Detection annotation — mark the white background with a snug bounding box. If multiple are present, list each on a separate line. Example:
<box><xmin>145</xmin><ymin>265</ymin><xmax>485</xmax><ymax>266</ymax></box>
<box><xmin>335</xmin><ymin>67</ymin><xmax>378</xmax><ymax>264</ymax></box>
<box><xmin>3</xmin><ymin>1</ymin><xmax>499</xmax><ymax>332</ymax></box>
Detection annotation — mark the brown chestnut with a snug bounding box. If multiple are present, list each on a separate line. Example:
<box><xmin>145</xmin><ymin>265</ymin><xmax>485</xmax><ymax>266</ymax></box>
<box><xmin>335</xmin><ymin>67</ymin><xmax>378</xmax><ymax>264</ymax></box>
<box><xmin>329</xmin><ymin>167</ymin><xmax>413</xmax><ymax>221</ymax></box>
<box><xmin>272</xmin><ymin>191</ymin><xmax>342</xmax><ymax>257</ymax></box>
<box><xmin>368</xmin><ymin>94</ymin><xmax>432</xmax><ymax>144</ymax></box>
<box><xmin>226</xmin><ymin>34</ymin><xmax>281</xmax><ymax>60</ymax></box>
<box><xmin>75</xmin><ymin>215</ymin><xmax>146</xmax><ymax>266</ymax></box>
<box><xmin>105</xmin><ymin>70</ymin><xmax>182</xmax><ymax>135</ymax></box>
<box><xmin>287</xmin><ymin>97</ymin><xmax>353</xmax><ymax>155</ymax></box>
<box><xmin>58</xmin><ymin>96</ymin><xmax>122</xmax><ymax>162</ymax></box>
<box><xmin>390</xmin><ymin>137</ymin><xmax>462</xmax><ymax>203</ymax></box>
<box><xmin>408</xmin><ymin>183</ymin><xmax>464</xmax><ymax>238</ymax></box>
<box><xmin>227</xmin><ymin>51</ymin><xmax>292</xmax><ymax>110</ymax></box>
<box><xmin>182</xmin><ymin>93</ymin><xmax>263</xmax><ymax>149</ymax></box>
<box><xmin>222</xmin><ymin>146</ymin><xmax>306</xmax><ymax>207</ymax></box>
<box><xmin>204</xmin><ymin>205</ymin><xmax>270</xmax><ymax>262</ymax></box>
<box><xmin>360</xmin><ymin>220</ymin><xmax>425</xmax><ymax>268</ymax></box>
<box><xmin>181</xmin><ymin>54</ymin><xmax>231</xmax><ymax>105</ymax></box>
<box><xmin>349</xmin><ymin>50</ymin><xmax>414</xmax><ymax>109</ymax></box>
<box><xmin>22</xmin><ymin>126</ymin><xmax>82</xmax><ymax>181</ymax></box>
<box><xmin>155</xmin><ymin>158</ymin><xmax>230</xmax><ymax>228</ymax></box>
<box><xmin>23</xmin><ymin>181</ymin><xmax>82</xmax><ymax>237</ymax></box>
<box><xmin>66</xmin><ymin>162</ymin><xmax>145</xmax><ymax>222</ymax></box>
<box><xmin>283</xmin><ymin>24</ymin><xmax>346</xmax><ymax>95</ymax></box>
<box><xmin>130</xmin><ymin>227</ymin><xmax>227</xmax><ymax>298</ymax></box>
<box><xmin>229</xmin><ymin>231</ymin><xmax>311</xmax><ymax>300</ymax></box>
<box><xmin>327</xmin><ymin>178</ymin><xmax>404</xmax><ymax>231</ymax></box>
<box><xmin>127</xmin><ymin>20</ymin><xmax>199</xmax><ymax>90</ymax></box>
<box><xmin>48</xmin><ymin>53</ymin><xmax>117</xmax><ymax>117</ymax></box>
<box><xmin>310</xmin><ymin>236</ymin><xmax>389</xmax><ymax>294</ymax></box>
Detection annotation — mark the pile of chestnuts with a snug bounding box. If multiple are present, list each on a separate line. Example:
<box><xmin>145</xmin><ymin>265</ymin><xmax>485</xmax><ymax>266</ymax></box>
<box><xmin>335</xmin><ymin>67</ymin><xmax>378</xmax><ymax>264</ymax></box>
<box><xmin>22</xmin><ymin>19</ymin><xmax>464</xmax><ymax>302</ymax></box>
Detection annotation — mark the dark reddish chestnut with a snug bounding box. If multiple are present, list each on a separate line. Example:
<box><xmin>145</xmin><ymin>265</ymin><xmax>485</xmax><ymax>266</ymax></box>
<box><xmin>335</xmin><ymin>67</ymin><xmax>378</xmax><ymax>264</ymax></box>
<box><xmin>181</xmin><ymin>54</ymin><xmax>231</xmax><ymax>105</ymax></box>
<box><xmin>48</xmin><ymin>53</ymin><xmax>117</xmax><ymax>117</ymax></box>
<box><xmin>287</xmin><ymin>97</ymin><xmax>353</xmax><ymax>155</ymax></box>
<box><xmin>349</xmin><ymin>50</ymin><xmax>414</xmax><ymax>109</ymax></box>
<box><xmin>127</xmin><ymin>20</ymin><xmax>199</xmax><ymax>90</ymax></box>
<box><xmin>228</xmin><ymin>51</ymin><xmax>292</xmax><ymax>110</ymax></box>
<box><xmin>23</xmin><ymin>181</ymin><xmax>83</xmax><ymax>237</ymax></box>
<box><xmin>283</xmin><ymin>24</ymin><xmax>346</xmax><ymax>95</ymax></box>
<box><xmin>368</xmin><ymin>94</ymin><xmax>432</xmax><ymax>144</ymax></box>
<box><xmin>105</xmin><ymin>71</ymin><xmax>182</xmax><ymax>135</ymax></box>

........

Goal of the exercise.
Among the records, find every line holding the word "each" and copy it.

Response to this exercise.
Detection annotation — mark the white background with a snug bounding box. If multiple are present, list each on a separate line. Example:
Detection annotation — mark the brown chestnut with a snug bounding box. If multiple are present, list each on a separate line. Example:
Detection annotation — mark the pile of chestnuts with a snug bounding box. If multiple are present, list each on a separate line. Example:
Detection annotation — mark the dark reddish chestnut with a snug bounding box. If multiple are present, list each on a separate line. Example:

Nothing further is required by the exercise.